[Exercise] Edit the rows below, replacing "largest" with "biggest" wherever it occurs and leaving every other part as it is.

[Rows from a pointing dataset]
—————
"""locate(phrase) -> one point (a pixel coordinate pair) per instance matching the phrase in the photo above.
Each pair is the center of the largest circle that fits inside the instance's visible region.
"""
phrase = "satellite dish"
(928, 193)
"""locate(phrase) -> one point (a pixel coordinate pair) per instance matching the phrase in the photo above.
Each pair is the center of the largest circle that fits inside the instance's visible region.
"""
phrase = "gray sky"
—————
[Output]
"""locate(phrase) -> one point (a pixel coordinate pair) per instance matching the phrase in the photo above.
Each pair is the center of the biggest circle that fits inside the instance's visible region.
"""
phrase = "satellite dish"
(928, 193)
"""locate(phrase) -> one point (a pixel coordinate pair) per instance matching the phrase in the photo above.
Each pair is the center of the biggest circle that fits inside the instance's visible region.
"""
phrase = "gray sky"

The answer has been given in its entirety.